- **WORK TASK**
Omit the pictures and output every entry below exactly as written.
(THE DATA begins)
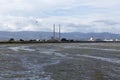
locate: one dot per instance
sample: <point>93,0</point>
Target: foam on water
<point>25,48</point>
<point>111,60</point>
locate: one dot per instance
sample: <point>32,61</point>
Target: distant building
<point>108,40</point>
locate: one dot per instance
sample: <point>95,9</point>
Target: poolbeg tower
<point>54,32</point>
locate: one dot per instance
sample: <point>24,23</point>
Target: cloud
<point>73,15</point>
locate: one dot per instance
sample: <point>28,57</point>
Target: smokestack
<point>59,32</point>
<point>53,31</point>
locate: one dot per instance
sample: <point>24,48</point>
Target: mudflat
<point>60,61</point>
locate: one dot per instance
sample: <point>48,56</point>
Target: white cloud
<point>40,15</point>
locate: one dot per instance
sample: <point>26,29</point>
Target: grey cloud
<point>107,22</point>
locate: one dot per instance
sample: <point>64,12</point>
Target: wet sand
<point>60,61</point>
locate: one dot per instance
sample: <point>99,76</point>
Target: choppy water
<point>59,62</point>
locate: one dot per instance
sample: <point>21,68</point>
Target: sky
<point>73,15</point>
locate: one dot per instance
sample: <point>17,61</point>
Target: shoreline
<point>38,42</point>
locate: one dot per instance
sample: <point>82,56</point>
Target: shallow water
<point>71,61</point>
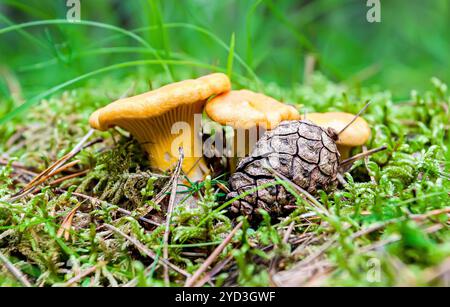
(THE DATA ends)
- **SOLVED EXERCISE**
locate: one dot per instance
sample: <point>93,0</point>
Target: foam on water
<point>25,48</point>
<point>111,60</point>
locate: one dot per instance
sample: <point>32,61</point>
Target: distant building
<point>108,40</point>
locate: one dot per instance
sample: <point>95,9</point>
Target: poolbeg tower
<point>54,32</point>
locate: one dot per instance
sample: <point>24,23</point>
Target: cloud
<point>73,15</point>
locate: one dot per instance
sample: <point>28,57</point>
Target: smokestack
<point>59,32</point>
<point>53,31</point>
locate: one dot per instance
sample: <point>24,48</point>
Target: mudflat
<point>60,61</point>
locate: one dot per instance
sample: <point>48,56</point>
Target: white cloud
<point>40,15</point>
locate: one dot per instance
sample: <point>26,29</point>
Target: grey cloud
<point>107,22</point>
locate: one dot per instance
sample: <point>64,12</point>
Target: wet sand
<point>60,61</point>
locate: one dot per instance
sample: <point>99,76</point>
Target: choppy water
<point>59,62</point>
locate: one dot per instance
sample: <point>21,68</point>
Target: sky
<point>73,15</point>
locate: one dot per instance
sample: <point>17,61</point>
Target: shoreline
<point>38,42</point>
locate: one dot per instance
sample: <point>82,56</point>
Target: shallow water
<point>71,61</point>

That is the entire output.